Understanding Patient Hospital Stays: A Classification and Clustering Analysis in R

An application of machine learning methods to patient hospitalization records

Duncan W.
Towards Data Science

--

Co-author: Sophie Courtemanche-Martel

Photo by camilo jimenez on Unsplash

The effective management of patient hospital stays is one of the most challenging yet paramount priorities of modern healthcare systems. It is currently estimated that managing patient admissions and stays costs the US over $377.5 billion each year [1], and long term hospital stays risk overwhelming hospitals with limited capacities and patient resources. Research demonstrates that longer term stays can increase the probability of hospital-acquired conditions and infections [2], while decreasing a patient’s length of stay (LOS) can more effectively allocate resource consumption by hospitals and decrease the social and economic burden borne by patients.

Machine learning and data mining techniques have been increasingly used to draw insights from healthcare data, which can aid public health agencies and hospitals in managing human and financial resources. As such, there is significant value in being able to apply advanced analytics techniques to patient hospital records — such as using patient data to predict the length of a hospital stay, or to better understand the utilization of hospital resources by different patient groups.

Objective

The Medical Information Mart for Intensive Care (MIMIC) database is one source of patient data which provides a comprehensive stream of patient hospitalization records that have proven useful in past descriptive, predictive, and hypothesis-driven studies. Developed by the Massachusetts Institute of Technology Computational Physiology lab, the database contains anonymized entries for roughly 60,000 intensive care unit admissions at the Beth Israel Deaconess Medical Center, a teaching hospital of Harvard University located in Boston, Massachusetts.

For this analysis, we used data extracted from the MIMIC database to build two models in order to generate both predictive and exploratory insights regarding patient hospital stays. We first built a machine learning classification model to predict the categorical length of a patient’s hospital stay, given a patient’s observable characteristics at time of admission. Then, we used unsupervised learning techniques to cluster patients based on the number of various patient-caretaker interactions — such as procedures, inputs taken, and drugs prescribed — which can quantify the amount of human or physical resources used by a patient during their stay.

_ _ _ _

-- TASK 1 --
In the article on patient hospital stays, roughly how many intensive care unit admissions does the MIMIC database contain?
-- TASK 2 --
Please reproduce the part of the article on patient hospital stays starting with "Machine learning and" and going on through "different patient groups.".

Stored data entries:
_ _ _ _

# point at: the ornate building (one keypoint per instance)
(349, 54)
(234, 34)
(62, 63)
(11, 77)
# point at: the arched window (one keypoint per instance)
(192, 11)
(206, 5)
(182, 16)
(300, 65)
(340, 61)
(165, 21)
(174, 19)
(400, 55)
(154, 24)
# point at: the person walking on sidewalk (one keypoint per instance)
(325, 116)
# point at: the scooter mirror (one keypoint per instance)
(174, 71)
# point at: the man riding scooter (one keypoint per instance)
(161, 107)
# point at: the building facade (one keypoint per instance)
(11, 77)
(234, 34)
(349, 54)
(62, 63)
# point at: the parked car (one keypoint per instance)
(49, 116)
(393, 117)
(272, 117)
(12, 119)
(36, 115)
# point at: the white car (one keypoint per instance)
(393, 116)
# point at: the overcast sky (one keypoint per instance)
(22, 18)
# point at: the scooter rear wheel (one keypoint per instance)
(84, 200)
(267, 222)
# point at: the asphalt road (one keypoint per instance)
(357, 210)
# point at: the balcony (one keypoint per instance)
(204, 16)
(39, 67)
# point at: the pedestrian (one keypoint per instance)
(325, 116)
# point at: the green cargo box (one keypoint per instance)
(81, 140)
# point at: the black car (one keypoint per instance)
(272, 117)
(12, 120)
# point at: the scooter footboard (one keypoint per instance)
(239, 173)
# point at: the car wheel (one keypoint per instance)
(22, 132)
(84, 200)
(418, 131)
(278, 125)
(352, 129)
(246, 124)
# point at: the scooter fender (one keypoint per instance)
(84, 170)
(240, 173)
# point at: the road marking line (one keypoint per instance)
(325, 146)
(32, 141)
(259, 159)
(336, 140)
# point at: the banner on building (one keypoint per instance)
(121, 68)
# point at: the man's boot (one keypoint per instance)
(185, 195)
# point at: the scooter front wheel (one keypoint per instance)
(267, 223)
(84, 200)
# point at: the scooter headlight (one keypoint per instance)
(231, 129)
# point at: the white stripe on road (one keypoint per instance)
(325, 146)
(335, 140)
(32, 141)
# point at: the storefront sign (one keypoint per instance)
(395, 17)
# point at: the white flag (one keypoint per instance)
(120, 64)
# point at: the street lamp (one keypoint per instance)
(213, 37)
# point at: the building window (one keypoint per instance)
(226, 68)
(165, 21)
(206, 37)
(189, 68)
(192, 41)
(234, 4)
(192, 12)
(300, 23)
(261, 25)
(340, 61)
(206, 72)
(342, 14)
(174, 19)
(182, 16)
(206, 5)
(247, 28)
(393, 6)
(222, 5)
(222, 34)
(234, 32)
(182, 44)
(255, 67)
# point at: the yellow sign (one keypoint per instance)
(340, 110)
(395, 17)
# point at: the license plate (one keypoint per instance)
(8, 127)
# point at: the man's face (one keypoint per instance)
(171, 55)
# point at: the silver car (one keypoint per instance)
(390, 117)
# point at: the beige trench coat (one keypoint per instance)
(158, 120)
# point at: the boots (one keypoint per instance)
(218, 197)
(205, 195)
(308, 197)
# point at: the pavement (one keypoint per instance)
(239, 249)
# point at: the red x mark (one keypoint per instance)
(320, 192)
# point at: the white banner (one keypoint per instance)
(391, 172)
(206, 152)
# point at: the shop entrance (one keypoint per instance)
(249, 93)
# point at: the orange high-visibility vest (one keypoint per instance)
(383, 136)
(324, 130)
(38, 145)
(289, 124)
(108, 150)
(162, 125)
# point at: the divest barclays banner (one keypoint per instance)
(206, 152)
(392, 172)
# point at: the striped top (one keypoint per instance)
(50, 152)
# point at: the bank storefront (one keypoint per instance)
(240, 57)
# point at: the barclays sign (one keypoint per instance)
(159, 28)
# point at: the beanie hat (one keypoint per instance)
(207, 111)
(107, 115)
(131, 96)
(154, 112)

_ _ _ _

-- WRITTEN REPLY 1 --
Roughly 60,000.

-- WRITTEN REPLY 2 --
Machine learning and data mining techniques have been increasingly used to draw insights from healthcare data, which can aid public health agencies and hospitals in managing human and financial resources. As such, there is significant value in being able to apply advanced analytics techniques to patient hospital records — such as using patient data to predict the length of a hospital stay, or to better understand the utilization of hospital resources by different patient groups.